§ **Directions**: Print the material below verbatim, reproducing every line without alteration.

§ **Material for the task**:

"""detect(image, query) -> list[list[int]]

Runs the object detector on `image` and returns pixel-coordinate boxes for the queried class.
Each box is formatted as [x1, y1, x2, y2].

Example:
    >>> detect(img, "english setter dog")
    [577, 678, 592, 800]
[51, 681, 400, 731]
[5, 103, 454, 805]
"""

§ **Complete response**:
"""detect(image, query) -> list[list[int]]

Runs the object detector on `image` and returns pixel-coordinate boxes for the queried class.
Each box is formatted as [x1, y1, x2, y2].

Example:
    >>> detect(img, "english setter dog")
    [577, 678, 592, 800]
[51, 681, 400, 731]
[5, 103, 454, 805]
"""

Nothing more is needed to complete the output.